◆ **WORK ORDER 1**
According to the book review, what loss has one of the authors suffered?
◆ **WORK ORDER 2**
From the book review, copy the passage that begins with the words "But am I expecting" and ends with "find it here.".

### TEXT PROVIDED ###

“Rick & Bubba’s Guide to the Almost Nearly Perfect Marriage” by Rick Burgess & Bill Bussey [REVIEW]

There are absolutely no surprises in this book, Rick and Bubba’s Guide to the Almost Nearly Perfect Marriage by Rick Burgess & Bill Bussey. Look at the cover. Read the description. You’ll know exactly what you’re getting yourself.

In short, if you’re the middle-‘Murica, somewhat Christian-y, suburban white person this is geared towards (who’s likely the exclusive group that reads this kind of Christian bookstore fodder), you’ll probably enjoy it. But not because you will learn anything. Not because you will grow. Not because there’s anything of substance or depth here. Just dad jokes and dad stories about how gosh-darn knuckleheaded these guys are, how hot their wives are, and how (gasp!) marriage is hard and requires communication and love. 

Along the way to those profound insights are the kind of conservative cultural Christian Evangelical tropes one expects from silly books like this. “Culture” is evil and bad and waiting to suck the Jesus out of you. Women should submit to their husbands and husbands should lead their families (“but not because we’re misogynists! We’re the first tell you our wives are far more capable than we are! It’s just because the Bible says!”). Keep God at the center of your life. Try to eat and be healthy, but also make fun of how obese you are. 

I admit, there are a couple of chapters here where they go into their “let’s get serious for a second mode” that are a touching. One of the authors has lost a child and talks about the pain of burying your child. It’s a moment of tenderness that only receives a few pages of attention in a book of inane ramblings about suburban culture and first world problems. I found myself wishing he’d written a whole book on the experience of that. But alas, no. 

Am I overly cynical and critical? Yes. Am I over-sensitive because of my own biases and baggage from having been raised in this culture? Yes. Is my own graduate work in theology and biblical training making me bristle too much at their sanctimony and descriptions of church life? Yes.

But am I expecting too much of them? No. I don’t know who these two authors are. They’ve written a whole bunch of books that recycles this same tone and angle on a whole host of issues and consider their act a “comedy routine” (who’s laughing, I don’t know). But every statistic shows that the marriages within the very audience they’re most likely to reach are the ones in this country that need so much help and support–and they simply won’t find it here.

### RECORDS SUPPLIED ###

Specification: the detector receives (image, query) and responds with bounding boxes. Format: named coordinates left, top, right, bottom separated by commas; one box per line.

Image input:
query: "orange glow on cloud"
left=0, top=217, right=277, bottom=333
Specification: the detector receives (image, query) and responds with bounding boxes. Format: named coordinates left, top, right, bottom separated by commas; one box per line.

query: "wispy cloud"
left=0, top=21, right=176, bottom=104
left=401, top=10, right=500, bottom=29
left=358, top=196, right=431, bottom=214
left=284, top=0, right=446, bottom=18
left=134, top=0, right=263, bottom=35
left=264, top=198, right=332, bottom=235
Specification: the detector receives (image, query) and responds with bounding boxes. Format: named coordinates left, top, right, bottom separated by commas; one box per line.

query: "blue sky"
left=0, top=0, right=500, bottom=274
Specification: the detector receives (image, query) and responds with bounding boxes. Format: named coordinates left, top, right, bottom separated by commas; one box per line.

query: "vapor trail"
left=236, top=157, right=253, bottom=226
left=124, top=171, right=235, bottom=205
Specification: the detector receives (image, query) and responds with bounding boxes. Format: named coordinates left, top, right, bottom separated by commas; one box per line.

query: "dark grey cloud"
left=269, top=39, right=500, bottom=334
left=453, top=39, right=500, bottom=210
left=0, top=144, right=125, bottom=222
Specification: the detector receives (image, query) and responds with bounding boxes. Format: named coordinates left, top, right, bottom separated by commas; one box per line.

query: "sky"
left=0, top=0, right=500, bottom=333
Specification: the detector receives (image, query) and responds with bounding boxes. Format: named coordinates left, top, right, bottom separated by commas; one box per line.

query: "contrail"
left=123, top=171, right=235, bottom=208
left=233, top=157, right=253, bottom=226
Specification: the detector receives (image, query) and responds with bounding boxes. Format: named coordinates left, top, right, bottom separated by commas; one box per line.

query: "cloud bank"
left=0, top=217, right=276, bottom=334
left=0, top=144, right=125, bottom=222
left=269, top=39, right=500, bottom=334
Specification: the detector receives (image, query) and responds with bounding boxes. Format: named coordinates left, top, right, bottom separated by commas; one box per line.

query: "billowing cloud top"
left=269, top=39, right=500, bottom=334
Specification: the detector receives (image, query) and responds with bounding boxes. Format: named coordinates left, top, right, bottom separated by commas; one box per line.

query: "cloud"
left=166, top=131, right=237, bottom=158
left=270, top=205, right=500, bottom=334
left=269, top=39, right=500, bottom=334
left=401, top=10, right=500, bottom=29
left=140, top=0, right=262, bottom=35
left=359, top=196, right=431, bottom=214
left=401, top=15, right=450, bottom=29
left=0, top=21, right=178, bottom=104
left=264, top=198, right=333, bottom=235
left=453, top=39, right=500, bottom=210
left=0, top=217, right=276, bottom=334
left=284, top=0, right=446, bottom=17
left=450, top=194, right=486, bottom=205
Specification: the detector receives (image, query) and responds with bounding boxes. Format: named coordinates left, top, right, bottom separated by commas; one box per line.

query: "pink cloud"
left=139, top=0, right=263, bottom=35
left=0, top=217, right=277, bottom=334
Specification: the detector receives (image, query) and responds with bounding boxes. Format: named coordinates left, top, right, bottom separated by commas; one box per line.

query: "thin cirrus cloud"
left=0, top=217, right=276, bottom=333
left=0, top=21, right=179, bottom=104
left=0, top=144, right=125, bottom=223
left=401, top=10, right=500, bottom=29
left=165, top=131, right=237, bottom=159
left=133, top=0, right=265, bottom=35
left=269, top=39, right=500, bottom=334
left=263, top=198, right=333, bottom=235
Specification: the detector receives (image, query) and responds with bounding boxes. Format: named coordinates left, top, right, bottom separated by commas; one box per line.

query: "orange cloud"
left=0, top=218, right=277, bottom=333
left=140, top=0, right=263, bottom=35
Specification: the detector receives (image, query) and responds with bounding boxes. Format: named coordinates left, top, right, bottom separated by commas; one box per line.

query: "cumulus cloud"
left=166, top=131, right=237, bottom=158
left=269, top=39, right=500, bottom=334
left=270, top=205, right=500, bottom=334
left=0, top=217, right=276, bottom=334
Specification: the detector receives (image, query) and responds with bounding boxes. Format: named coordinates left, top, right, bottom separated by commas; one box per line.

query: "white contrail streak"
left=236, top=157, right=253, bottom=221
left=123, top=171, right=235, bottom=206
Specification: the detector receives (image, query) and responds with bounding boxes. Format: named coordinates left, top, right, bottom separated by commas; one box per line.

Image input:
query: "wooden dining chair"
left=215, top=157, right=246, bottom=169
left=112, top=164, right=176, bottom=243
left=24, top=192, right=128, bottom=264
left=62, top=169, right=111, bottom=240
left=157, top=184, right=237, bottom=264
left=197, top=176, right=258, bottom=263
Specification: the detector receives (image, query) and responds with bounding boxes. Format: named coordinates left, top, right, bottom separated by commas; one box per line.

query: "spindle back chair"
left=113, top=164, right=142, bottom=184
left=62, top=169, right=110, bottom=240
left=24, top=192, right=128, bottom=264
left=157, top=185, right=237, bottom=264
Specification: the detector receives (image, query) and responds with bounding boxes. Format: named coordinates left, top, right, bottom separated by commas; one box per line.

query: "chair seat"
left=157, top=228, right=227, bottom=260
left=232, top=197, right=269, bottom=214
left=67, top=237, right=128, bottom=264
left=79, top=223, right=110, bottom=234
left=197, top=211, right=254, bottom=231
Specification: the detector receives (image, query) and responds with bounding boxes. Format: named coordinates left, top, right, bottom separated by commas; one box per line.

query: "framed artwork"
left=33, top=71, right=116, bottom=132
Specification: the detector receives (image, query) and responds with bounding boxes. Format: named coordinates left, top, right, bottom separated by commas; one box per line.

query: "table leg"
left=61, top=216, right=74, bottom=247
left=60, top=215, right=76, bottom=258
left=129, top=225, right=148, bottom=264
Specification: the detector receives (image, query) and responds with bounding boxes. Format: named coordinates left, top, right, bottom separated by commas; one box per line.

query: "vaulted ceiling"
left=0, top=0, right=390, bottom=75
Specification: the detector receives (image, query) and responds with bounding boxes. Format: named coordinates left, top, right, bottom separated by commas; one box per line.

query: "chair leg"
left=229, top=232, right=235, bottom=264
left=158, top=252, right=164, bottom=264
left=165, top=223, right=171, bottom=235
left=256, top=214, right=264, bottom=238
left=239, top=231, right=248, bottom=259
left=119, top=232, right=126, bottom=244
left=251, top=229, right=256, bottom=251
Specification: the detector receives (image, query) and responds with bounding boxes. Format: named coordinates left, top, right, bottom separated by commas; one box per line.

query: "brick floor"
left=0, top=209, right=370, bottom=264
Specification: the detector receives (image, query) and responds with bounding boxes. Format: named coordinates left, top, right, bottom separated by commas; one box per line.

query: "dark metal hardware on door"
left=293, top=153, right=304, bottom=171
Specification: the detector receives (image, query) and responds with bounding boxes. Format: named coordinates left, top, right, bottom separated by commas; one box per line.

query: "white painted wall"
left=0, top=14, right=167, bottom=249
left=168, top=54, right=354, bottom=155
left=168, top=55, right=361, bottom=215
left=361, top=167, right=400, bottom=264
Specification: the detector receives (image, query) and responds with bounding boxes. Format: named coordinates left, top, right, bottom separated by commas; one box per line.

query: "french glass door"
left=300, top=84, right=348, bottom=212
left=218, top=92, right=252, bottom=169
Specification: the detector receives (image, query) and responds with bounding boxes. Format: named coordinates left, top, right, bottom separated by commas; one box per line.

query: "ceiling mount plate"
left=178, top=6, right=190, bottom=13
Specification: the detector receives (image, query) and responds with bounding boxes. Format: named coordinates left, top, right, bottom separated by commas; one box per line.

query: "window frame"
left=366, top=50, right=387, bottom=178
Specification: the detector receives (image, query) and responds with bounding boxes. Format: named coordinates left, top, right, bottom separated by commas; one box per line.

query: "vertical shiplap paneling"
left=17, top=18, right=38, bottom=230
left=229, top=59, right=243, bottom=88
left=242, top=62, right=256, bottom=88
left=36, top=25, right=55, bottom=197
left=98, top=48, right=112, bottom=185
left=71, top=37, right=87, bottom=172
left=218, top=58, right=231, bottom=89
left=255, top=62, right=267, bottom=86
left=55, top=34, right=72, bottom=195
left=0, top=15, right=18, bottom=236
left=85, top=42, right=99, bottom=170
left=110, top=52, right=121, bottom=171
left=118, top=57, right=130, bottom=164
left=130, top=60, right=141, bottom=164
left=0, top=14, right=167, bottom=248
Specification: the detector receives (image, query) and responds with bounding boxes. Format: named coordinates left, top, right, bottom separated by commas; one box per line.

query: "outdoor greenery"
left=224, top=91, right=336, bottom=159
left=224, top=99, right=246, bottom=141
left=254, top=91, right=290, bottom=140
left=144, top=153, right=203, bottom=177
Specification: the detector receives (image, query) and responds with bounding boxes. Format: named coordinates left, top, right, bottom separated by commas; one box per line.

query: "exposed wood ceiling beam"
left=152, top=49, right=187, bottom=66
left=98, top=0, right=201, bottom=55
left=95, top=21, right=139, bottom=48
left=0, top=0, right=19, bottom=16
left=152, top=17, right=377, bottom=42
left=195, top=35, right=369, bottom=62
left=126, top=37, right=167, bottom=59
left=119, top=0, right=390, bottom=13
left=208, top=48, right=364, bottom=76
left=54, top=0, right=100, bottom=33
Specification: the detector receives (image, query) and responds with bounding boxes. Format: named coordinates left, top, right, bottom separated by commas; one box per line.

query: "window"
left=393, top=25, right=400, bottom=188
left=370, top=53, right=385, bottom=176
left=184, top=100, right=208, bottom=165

###

◆ **EXERCISE SOLUTION 1**
One of the authors has lost a child.

◆ **EXERCISE SOLUTION 2**
But am I expecting too much of them? No. I don’t know who these two authors are. They’ve written a whole bunch of books that recycles this same tone and angle on a whole host of issues and consider their act a “comedy routine” (who’s laughing, I don’t know). But every statistic shows that the marriages within the very audience they’re most likely to reach are the ones in this country that need so much help and support–and they simply won’t find it here.